I certainly jumped on the Paula Deen bandwagon, in fact I jumped around on it until it was splitters! I was already feeling a bit chagrined at being a bit pompous about Paula Deen when I read this morning’s readings….Yes Lord.
So I want to confess: I confess to almighty God and to you, my brothers and sisters,that I have greatly sinned,in my thoughts and in my words,in what I have done and in what I have failed to do,through my fault, through my fault,through my most grievous fault;therefore I ask blessed Mary ever-Virgin,all the Angels and Saints,and you, my brothers and sisters,to pray for me to the Lord our God.
While I feel a certain uneasiness with the Paula Deen saga, I have no right to condemn her…..that is the right of God and God’s alone. I do see that there is a lesson in this for ALL of us. There is the obvious, that the way one treats another is how we show how we love God. But then there is the speck in my sister’s eye while I have a plank in mine! It may have felt like I was justified in my attitude toward Paula, but really was I, and ultimately what did it advance; anything, no.

Recorded data:
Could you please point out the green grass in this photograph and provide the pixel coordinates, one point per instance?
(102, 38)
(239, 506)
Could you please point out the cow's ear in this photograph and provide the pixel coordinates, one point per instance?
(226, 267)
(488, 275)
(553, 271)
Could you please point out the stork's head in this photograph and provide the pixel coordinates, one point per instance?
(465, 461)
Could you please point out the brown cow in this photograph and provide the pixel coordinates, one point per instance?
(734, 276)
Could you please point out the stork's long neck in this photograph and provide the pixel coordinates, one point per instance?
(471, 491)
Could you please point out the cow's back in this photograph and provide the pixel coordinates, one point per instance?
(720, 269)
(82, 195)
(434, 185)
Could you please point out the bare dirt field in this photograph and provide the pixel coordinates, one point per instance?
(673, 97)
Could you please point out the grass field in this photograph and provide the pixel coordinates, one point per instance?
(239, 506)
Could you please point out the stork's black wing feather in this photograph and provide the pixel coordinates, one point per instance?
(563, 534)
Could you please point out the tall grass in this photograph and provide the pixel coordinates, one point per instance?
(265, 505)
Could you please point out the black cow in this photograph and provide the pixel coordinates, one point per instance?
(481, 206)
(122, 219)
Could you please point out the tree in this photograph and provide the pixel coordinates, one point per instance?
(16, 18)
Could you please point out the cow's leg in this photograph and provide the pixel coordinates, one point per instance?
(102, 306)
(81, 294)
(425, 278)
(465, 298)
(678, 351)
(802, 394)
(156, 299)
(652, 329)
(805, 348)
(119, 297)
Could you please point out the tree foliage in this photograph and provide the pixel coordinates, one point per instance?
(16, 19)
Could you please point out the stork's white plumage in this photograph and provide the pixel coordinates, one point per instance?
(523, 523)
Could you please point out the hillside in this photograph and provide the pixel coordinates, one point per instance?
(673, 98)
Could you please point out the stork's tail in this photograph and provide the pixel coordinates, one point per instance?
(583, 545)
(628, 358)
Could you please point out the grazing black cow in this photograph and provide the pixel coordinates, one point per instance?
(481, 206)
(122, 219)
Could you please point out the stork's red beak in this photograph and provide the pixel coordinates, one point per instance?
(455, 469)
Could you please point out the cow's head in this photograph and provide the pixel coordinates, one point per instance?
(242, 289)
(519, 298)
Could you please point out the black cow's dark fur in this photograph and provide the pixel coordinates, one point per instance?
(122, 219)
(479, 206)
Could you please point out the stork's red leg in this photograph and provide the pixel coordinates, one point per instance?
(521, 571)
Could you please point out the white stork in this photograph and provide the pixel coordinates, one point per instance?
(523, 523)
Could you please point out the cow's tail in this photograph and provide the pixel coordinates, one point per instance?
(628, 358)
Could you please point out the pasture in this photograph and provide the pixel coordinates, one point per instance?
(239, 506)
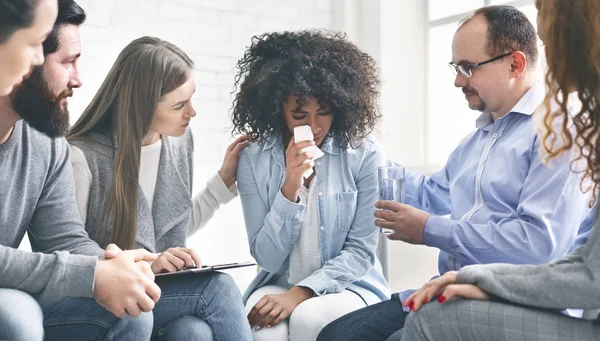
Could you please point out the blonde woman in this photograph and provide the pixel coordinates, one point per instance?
(132, 155)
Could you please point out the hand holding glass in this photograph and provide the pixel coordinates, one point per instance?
(391, 186)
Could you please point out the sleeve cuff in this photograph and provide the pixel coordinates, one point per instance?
(468, 274)
(79, 276)
(217, 187)
(286, 208)
(438, 232)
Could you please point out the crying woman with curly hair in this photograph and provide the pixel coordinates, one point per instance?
(308, 194)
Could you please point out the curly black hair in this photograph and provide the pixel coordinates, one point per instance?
(317, 64)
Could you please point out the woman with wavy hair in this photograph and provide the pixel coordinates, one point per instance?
(521, 302)
(132, 153)
(310, 222)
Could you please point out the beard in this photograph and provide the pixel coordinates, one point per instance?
(39, 107)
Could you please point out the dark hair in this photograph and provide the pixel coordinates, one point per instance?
(316, 64)
(571, 32)
(15, 15)
(509, 30)
(69, 13)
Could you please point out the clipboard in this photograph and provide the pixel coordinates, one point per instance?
(208, 268)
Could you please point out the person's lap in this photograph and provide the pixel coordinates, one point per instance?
(468, 320)
(309, 318)
(376, 322)
(78, 318)
(207, 304)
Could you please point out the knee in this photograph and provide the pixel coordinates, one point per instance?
(225, 285)
(307, 317)
(223, 280)
(417, 321)
(332, 331)
(139, 328)
(186, 328)
(21, 317)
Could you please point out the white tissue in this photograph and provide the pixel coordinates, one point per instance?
(304, 133)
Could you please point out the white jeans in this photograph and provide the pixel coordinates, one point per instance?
(308, 318)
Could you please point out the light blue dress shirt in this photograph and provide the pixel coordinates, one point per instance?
(505, 204)
(347, 192)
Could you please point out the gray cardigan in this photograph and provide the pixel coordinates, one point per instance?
(570, 282)
(166, 224)
(37, 197)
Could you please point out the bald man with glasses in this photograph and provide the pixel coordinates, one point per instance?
(504, 204)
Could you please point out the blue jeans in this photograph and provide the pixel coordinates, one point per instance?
(378, 322)
(205, 306)
(77, 318)
(20, 317)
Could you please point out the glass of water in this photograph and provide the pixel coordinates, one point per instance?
(391, 186)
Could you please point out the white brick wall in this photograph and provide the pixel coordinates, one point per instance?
(214, 33)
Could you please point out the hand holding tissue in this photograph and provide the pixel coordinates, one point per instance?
(304, 133)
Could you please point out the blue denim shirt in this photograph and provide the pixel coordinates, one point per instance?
(505, 204)
(347, 192)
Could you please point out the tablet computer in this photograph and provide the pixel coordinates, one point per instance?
(208, 268)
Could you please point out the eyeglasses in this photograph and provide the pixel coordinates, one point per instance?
(467, 69)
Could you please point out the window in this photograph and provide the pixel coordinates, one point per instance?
(449, 119)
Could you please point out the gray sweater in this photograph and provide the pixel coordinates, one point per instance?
(37, 196)
(570, 282)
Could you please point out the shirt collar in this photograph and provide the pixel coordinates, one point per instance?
(525, 106)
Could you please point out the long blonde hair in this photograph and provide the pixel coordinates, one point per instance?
(571, 32)
(124, 107)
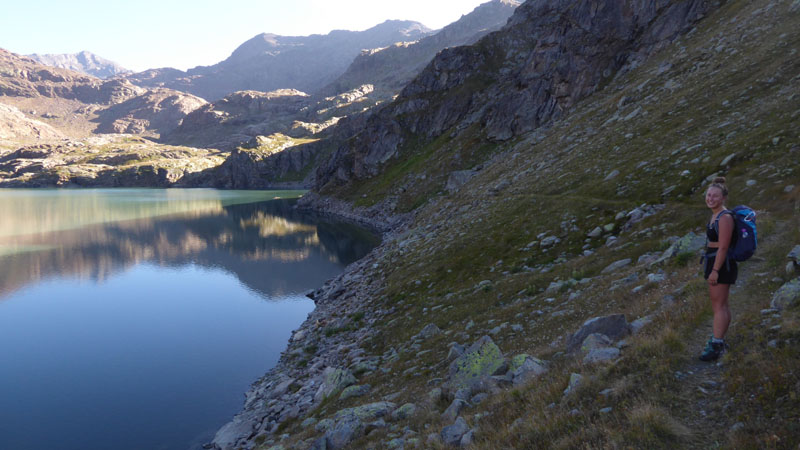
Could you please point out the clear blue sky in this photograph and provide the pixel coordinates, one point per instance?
(147, 34)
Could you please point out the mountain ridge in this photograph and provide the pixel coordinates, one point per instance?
(268, 62)
(84, 62)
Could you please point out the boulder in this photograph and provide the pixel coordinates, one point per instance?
(614, 326)
(404, 412)
(794, 255)
(429, 331)
(458, 179)
(575, 381)
(689, 243)
(594, 341)
(787, 295)
(452, 434)
(346, 430)
(368, 412)
(228, 435)
(601, 355)
(333, 381)
(480, 361)
(454, 410)
(637, 325)
(613, 267)
(524, 368)
(354, 391)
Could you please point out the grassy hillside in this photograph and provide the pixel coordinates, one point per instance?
(721, 100)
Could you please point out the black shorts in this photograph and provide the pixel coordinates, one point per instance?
(727, 273)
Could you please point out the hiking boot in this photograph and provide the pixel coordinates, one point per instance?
(713, 351)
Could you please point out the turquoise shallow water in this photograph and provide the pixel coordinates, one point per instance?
(136, 319)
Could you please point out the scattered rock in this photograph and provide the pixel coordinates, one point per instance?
(601, 355)
(434, 395)
(524, 368)
(787, 295)
(452, 434)
(324, 425)
(429, 331)
(616, 265)
(458, 179)
(344, 431)
(575, 380)
(480, 361)
(478, 398)
(370, 411)
(690, 243)
(727, 159)
(354, 391)
(334, 380)
(595, 341)
(454, 410)
(614, 326)
(404, 412)
(794, 255)
(467, 438)
(637, 325)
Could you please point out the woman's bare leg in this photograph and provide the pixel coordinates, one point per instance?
(722, 312)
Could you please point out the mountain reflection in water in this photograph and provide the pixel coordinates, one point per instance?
(136, 318)
(243, 239)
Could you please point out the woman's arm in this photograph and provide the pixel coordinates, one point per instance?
(725, 235)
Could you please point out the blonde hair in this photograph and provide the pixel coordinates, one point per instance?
(719, 183)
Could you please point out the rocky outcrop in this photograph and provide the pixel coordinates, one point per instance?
(159, 111)
(548, 57)
(16, 126)
(390, 68)
(116, 105)
(108, 161)
(83, 62)
(268, 62)
(240, 117)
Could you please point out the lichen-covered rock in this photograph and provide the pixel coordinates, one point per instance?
(481, 360)
(452, 434)
(404, 412)
(354, 391)
(370, 411)
(787, 295)
(344, 431)
(575, 381)
(324, 425)
(637, 325)
(594, 341)
(614, 326)
(524, 368)
(601, 355)
(334, 380)
(794, 255)
(689, 243)
(453, 410)
(616, 265)
(429, 331)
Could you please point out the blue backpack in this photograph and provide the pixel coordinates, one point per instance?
(743, 241)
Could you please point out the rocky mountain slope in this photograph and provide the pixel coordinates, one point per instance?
(268, 62)
(84, 62)
(538, 285)
(390, 68)
(78, 104)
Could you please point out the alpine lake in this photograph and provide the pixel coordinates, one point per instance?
(138, 318)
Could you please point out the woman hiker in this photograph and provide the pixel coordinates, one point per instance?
(720, 271)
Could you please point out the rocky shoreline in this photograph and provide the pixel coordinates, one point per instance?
(288, 391)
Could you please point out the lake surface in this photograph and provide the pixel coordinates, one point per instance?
(137, 318)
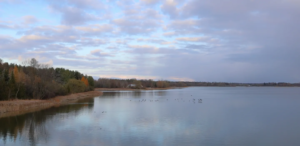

Activity list:
1/ According to the reflection on Paula Deen, to whom alone does the right to condemn her belong?
2/ Proceed with the reflection on Paula Deen, beginning directly after its final sentence.
The items above are material separate from the reflection on Paula Deen.

Results in order:
1/ That right belongs to God alone.

2/
In all things there are lessons to be learned and mine was to be patient and hopeful that we can create change through our forgiveness of others and our willingness to accept our own part in any negative situation so that we can change ourselves for the better and finally that our striving to try and be respectful to all will some day create the Kingdom of God here on Earth. I lesson I must take to heart!
(I am stealing this from our Pastor, who writes this at the end of all his bulletin remarks) Please Pray for me and I will pray for you.